*What the task asks*. What is needed here is an exact copy of all the records below.

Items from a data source

Start of Block

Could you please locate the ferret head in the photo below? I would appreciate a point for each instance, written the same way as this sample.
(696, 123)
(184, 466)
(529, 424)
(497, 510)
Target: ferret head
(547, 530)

End of Block

*Problem solution*.
Could you please locate the ferret head in the photo below? I would appreciate a point for each instance, written the same way as this sample.
(696, 123)
(184, 466)
(529, 424)
(497, 510)
Target: ferret head
(547, 530)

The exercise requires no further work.